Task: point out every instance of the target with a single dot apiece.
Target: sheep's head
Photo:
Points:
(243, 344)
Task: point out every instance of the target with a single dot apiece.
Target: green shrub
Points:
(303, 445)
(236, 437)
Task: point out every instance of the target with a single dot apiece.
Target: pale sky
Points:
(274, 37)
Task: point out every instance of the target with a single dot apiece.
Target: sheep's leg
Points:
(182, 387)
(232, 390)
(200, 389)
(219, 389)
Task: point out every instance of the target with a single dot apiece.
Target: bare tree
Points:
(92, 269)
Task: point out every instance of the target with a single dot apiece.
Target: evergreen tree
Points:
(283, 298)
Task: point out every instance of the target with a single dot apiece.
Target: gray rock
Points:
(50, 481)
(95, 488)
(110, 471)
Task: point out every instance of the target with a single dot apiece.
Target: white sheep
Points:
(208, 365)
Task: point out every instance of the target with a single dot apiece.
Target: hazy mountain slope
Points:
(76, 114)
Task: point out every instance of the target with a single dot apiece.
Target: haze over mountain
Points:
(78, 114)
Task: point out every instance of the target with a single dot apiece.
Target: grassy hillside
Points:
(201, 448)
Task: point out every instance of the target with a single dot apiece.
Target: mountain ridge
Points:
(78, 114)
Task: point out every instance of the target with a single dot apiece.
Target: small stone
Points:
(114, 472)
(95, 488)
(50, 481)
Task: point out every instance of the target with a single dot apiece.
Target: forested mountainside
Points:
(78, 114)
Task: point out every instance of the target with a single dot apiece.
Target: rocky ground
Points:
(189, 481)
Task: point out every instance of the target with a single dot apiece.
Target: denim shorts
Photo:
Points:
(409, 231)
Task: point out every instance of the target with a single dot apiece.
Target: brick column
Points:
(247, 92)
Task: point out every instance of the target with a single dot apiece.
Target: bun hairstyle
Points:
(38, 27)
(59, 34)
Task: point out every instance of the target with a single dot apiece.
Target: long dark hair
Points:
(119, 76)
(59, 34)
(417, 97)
----------------------------------------
> **EXERCISE REQUIREMENTS**: From the records above, copy each line where the word "sheep" can be found.

> **ANSWER TO THE EXERCISE**:
Target: sheep's head
Target: sheep's leg
Target: white sheep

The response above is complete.